#### [Problem requirements]
Exact repetition is the task: copy every entry below.

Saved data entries
===

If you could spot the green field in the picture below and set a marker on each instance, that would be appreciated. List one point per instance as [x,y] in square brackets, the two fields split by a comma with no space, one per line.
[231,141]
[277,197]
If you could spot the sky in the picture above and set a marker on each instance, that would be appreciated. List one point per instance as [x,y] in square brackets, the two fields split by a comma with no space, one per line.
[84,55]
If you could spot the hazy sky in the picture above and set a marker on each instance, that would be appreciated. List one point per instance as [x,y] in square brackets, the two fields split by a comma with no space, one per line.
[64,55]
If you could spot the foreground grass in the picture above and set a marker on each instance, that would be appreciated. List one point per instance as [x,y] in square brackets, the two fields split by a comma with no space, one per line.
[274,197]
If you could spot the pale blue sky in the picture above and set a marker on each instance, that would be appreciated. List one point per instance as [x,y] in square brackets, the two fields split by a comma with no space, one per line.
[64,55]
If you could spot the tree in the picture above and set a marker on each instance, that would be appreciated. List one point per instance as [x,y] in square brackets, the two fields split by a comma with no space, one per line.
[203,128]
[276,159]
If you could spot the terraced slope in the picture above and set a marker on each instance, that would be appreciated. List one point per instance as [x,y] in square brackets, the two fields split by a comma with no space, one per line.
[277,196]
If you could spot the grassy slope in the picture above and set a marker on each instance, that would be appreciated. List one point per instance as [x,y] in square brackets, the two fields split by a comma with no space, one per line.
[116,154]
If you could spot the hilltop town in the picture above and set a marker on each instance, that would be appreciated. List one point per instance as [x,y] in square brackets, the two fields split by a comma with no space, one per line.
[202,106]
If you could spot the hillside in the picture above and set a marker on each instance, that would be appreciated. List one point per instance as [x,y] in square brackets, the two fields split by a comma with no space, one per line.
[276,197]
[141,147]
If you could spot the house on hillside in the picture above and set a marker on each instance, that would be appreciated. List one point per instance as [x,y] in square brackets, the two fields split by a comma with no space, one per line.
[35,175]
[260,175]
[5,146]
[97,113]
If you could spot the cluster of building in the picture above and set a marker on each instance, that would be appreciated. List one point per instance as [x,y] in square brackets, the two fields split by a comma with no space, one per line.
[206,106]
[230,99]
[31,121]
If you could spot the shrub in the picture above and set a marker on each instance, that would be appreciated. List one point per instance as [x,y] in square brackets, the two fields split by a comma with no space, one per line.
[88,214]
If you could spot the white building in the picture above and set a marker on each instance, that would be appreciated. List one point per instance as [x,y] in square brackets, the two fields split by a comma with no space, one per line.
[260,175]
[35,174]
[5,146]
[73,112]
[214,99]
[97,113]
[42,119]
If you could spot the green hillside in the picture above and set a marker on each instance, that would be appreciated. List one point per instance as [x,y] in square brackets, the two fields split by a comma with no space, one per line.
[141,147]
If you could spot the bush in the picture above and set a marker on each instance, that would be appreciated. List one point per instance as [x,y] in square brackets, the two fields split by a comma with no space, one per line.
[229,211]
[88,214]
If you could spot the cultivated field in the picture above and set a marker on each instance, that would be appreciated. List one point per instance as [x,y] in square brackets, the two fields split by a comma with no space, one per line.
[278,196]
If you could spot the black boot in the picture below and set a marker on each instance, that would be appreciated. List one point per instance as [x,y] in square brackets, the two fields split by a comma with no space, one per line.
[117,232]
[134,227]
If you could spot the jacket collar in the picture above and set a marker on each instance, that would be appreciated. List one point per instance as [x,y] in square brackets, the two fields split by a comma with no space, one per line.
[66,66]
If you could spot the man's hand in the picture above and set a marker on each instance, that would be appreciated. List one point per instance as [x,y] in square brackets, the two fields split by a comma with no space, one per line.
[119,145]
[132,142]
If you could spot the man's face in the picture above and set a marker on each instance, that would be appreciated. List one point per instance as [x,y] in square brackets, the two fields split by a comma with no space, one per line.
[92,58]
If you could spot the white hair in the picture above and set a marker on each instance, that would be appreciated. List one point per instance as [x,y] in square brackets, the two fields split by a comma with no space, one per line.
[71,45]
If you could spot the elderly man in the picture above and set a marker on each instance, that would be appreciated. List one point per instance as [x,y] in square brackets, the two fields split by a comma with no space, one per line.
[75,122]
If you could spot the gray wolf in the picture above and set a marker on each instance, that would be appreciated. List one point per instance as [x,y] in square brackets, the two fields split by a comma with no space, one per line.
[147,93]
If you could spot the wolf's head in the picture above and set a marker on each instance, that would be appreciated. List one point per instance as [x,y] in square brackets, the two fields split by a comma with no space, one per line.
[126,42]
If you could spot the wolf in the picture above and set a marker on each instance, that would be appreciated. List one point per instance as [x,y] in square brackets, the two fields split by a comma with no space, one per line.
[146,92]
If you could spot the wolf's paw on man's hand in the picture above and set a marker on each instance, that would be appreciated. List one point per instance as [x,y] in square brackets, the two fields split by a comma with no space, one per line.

===

#### [Written solution]
If you could spot the green field in the picture below and set a marker on each instance, that would be appreciated. List one point per instance as [x,y] in square brackets, the two fields split by a comma with no space, one per line.
[231,141]
[277,197]
If you could spot the sky in the picture above and set a marker on each instance, that would be appreciated. List one point per instance as [x,y] in square brackets, the two fields split by a comma with no space, one per line.
[84,55]
If you could spot the hazy sky in the picture above and set a marker on each instance, that would be appreciated. List one point per instance as [x,y] in square brackets, the two fields split by a comma with no space, one per line.
[64,55]
If you could spot the foreground grass in the picture above and set a marker on each instance, that would be appreciated. List one point per instance as [x,y] in square brackets, the two fields split by a comma with no space, one per line.
[274,197]
If you could spot the pale blue sky in the picture above and set a marker on each instance, that would be appreciated. List one point per instance as [x,y] in square brackets, the two fields split by a comma with no space, one per line.
[64,55]
If you could spot the tree in the picture above and set a marker on each instance, that would be appreciated. List one point per instance as [x,y] in square brackets, the two fields split by a comma with no space, one per line.
[203,128]
[276,159]
If you could spot the terraced slope in the picture above and set a marker on each instance, that would be appreciated. List one point per instance as [x,y] in square brackets, the two fields split by a comma with no space, one per line.
[277,196]
If you could spot the grassy slope in the picture above and set a marker on each instance, that would be appreciated. List one point per instance as [x,y] in square brackets, the two fields split by a comma with no space, one per line.
[116,154]
If you could spot the hilltop town in the picture above and set a marker on each instance, that would be appreciated. List one point per instance as [x,y] in square brackets, the two fields split by a comma with no space, one per line.
[202,106]
If you could spot the hillside in the picture above and set a marker on each instance, that would be appreciated. List one point per instance as [x,y] in square brackets, the two fields split by a comma with no space, one per line.
[276,197]
[141,147]
If you could spot the house on hillside in the picture above and set a marker on each instance, that would be appreciated. List one point per instance as [x,y] in square brackets, the two fields split by a comma with no space, one per line.
[35,175]
[260,175]
[5,146]
[97,113]
If you could spot the cluster of building in the picture above and set a marker on each instance, that would be appreciated. List one point per instance as [x,y] in square brackets, the two fields split by a comma with no space, one per line.
[206,106]
[230,99]
[31,121]
If you could spot the shrub in the picture above and set a marker on each instance, that would be appreciated. List one point per instance as [x,y] in square brackets, the two fields split by a comma with no space, one per line.
[88,214]
If you could spot the white building in the picture above and set a marker on each instance, that would be appreciated. List one point per instance as [x,y] in square brackets, the two fields split by a comma with no space, one per line.
[260,175]
[35,174]
[5,146]
[73,112]
[214,99]
[97,113]
[42,119]
If you could spot the green hillside in the picture above and set a marker on each instance, that would be appreciated. List one point per instance as [x,y] in square brackets, the two fields split by a comma with no space, one per line.
[141,147]
If you could spot the bush in the picture above and set a marker on each instance, that would be appreciated. List one point per instance as [x,y] in square brackets, the two fields split by a comma with no space, one per line.
[229,211]
[88,214]
If you could spot the cultivated field in the picture above and set a marker on each instance, that would be appreciated. List one point per instance as [x,y] in square brackets, the two fields split by a comma with no space, one per line.
[278,196]
If you could spot the black boot in the picture below and set a marker on each instance, that would be appreciated. List one point per instance as [x,y] in square brackets, the two fields split by a comma with no space, one per line.
[117,232]
[134,227]
If you could spot the jacket collar in the picture above and set a marker on each instance, that would be appreciated. List one point per instance as [x,y] in square brackets, the two fields split by a comma with no space, one per line.
[66,66]
If you could spot the man's hand in the picture above and set a marker on each instance, that would be appreciated. List one point per instance as [x,y] in square brackets, the two fields split by a comma with no space, one per line.
[119,145]
[132,142]
If you could spot the man's face in the picture above and set a marker on each instance, that would be appreciated. List one point per instance as [x,y] in square brackets, the two fields split by a comma with no space, one per line.
[92,58]
If you could spot the white hair in the picture above and set a marker on each instance, that would be appreciated. List one point per instance as [x,y] in square brackets, the two fields split by a comma with no space, one per line.
[71,45]
If you could spot the elderly man in the picture above and set a marker on each instance, that would be appreciated. List one point per instance as [x,y] in square brackets, the two fields split by a comma with no space, one per line.
[75,122]
If you could spot the gray wolf in the picture above and set a marker on each instance, that would be appreciated. List one point per instance as [x,y] in square brackets, the two fields split by a comma with no space, one per line.
[147,93]
If you could spot the wolf's head in the picture above and set a marker on each instance, that would be appreciated. List one point per instance as [x,y] in square brackets, the two fields split by a comma with no space, one per line.
[126,42]
If you could spot the wolf in the picture above and set a marker on each instance, that would be appreciated. List one point per instance as [x,y] in square brackets, the two fields split by a comma with no space, one per line.
[146,92]
If you could spot the wolf's paw on man's hand in the picture above and set a marker on each instance, that would be appreciated. List one point per instance as [x,y] in square brackets, the two fields split by a comma with no space, one per line.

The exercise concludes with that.